Your assignment – Every line that contains the word "above" should be copied from the records below.

Data extracts –
==========

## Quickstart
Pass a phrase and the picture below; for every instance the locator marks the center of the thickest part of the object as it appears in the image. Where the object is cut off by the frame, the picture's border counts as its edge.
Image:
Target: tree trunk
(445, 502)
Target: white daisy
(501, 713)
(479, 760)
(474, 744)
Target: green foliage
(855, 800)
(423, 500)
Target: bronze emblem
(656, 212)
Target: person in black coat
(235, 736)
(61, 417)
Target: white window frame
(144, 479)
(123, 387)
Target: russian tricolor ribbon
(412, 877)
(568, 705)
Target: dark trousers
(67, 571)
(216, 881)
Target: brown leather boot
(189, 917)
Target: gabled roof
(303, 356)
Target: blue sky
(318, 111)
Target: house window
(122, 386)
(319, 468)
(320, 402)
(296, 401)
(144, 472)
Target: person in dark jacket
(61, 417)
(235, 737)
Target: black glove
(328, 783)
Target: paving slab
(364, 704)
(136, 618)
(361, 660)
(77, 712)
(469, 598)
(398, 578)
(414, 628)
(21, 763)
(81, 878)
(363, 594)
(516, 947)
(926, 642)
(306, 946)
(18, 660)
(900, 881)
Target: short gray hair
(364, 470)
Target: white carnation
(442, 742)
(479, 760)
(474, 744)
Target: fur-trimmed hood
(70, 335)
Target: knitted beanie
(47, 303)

==========

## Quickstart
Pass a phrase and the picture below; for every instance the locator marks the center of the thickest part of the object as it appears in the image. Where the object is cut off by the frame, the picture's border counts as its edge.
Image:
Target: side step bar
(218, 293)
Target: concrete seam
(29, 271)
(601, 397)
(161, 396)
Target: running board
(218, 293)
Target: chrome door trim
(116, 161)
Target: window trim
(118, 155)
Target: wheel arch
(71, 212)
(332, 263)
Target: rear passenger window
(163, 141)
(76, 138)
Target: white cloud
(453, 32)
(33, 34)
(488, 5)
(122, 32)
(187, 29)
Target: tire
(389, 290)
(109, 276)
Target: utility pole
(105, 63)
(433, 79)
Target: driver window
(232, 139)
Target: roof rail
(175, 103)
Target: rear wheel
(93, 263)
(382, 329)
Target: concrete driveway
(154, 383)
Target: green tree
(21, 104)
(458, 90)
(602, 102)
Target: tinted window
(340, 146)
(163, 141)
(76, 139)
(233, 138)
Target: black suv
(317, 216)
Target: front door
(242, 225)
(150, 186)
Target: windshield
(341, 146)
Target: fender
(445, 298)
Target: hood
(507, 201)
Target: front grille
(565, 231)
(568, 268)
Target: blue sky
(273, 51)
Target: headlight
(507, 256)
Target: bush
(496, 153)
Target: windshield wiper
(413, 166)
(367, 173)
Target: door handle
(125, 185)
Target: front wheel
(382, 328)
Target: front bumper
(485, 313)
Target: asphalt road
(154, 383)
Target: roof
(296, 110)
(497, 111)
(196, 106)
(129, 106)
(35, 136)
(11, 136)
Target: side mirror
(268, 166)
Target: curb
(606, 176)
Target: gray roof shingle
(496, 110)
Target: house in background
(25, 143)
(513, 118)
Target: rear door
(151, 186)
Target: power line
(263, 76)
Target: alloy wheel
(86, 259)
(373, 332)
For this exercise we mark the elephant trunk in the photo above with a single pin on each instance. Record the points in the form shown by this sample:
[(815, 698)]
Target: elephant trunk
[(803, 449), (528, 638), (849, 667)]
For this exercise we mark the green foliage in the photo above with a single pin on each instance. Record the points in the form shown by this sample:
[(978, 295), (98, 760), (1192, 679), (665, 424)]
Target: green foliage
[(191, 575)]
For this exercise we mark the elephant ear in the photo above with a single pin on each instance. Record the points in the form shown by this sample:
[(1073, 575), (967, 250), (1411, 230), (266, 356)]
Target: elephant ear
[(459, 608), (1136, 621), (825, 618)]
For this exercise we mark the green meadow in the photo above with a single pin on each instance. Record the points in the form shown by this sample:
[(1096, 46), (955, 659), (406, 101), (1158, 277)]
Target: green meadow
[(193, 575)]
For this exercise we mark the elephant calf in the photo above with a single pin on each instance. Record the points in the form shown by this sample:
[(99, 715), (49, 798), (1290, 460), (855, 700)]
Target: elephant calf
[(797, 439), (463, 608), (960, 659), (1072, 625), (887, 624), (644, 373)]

==========

Task result –
For this exercise we mark the elephant trunk in the photo above with a single pin on each instance. Record the points in the form shown by this sample:
For this exercise we mark the green foliage in the photo above with a single pin on each instance. Record the points in the form shown by this sample:
For this exercise we mark the elephant ear in the photo above with a single pin on each instance. Record the points in the form shown by this sample:
For this exercise we mark the green meadow in the photo above with a single pin on each instance. Record the points in the form shown by this sample:
For this exercise we mark the elephant calf in the photo above with a single pin on each instance. Record the points in the form shown by this sample:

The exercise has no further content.